What to work on:
How many lines below contain the word "exactly"? Answer with that number alone.

|---|

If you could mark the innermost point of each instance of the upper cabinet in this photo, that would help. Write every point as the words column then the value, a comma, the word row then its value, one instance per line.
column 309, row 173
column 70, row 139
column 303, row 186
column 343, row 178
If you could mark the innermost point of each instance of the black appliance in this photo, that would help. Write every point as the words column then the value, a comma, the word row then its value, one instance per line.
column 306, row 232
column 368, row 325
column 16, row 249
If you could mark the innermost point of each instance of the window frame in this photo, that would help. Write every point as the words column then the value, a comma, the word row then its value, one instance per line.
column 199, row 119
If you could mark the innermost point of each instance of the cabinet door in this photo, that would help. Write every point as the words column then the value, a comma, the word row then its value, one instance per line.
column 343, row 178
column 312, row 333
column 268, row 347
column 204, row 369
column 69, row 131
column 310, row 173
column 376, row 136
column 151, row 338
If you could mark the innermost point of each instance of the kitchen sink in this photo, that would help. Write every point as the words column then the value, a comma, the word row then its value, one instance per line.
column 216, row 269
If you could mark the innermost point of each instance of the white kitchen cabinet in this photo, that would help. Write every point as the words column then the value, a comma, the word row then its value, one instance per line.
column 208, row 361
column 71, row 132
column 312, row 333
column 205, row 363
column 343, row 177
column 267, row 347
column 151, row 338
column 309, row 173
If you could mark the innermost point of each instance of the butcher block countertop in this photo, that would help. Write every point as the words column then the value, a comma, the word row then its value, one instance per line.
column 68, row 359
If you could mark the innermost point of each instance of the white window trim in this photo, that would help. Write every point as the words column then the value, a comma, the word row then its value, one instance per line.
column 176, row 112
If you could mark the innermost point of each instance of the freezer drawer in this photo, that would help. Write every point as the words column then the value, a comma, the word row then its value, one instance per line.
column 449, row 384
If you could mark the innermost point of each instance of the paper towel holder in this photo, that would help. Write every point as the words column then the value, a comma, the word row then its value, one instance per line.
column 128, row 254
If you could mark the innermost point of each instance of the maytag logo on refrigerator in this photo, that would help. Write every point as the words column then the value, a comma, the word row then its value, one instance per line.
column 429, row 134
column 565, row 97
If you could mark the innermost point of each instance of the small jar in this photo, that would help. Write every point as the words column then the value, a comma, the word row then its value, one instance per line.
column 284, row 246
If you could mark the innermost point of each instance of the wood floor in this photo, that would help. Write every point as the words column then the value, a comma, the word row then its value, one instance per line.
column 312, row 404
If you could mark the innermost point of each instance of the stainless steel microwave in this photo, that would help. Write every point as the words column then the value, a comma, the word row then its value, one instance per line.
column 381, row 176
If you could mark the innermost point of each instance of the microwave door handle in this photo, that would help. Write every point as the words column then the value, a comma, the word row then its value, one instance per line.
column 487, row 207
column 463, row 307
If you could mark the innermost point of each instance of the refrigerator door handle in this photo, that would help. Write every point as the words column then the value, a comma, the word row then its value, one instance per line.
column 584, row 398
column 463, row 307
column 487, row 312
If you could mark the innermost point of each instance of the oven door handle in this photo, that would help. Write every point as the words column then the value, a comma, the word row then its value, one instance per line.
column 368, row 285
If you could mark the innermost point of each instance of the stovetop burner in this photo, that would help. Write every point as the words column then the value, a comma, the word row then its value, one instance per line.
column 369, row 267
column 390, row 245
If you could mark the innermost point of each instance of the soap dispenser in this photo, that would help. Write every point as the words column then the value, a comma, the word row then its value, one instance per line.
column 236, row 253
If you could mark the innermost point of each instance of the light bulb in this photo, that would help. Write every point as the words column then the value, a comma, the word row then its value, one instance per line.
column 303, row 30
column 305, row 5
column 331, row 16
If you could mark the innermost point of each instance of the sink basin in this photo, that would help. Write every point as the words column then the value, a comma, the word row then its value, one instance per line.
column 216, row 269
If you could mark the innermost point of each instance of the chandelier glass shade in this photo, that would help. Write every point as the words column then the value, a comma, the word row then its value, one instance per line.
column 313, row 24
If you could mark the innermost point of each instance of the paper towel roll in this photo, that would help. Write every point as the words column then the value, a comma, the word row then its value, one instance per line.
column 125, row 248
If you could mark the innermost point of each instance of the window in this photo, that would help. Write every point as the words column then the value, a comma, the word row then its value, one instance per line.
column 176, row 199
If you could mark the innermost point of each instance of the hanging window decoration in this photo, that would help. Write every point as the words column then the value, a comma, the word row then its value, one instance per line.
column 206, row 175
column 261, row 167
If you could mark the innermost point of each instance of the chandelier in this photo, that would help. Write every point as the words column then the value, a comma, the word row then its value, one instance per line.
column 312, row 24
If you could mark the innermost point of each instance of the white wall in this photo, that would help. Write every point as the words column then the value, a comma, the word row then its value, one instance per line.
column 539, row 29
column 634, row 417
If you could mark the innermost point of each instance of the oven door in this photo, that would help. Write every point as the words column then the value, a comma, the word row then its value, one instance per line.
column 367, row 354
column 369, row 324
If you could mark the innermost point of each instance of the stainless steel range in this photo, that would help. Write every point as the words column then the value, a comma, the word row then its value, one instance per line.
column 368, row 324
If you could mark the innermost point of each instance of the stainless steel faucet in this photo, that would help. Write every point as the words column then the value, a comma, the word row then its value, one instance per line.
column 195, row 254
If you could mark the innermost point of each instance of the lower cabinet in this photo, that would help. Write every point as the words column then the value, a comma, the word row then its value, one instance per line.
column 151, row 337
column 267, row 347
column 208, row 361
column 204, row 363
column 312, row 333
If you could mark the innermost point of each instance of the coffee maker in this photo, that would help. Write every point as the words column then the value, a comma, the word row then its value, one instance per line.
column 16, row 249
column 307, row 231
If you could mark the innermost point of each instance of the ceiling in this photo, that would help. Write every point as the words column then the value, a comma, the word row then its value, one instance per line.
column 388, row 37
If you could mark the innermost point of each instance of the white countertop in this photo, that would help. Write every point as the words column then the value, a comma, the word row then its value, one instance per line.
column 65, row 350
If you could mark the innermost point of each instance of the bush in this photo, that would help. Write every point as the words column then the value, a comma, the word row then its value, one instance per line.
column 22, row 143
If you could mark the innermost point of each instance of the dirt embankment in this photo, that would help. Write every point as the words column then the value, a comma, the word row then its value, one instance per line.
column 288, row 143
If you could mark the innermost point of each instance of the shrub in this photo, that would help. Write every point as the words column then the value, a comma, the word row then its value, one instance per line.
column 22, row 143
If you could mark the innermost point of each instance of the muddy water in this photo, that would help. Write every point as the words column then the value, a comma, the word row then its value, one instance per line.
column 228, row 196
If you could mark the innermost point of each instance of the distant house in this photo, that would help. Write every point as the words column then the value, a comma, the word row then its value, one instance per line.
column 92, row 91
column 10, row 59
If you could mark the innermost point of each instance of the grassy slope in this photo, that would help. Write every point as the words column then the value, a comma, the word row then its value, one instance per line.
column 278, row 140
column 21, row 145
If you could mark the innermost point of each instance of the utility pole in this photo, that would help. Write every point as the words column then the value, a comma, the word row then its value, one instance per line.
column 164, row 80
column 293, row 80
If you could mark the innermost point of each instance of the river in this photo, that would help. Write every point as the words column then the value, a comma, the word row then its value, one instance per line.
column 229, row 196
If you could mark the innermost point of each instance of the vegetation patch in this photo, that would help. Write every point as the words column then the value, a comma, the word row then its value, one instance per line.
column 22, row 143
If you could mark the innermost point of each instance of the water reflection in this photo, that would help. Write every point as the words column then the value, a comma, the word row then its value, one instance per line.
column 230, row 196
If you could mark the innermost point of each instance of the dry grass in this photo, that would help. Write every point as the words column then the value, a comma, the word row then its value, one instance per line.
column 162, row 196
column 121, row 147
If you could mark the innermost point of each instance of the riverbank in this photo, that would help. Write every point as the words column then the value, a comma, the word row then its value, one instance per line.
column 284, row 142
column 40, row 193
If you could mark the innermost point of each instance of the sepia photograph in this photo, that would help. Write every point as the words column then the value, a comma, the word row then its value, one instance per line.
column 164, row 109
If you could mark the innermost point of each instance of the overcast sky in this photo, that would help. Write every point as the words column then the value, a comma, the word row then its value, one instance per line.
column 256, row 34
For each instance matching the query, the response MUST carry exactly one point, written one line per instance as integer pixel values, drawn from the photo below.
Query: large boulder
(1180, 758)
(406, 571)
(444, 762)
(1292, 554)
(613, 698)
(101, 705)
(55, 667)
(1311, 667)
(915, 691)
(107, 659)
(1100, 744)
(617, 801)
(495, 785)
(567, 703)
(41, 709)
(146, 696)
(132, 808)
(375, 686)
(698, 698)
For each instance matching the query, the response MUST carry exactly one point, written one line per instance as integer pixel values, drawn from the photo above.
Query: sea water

|---|

Task output:
2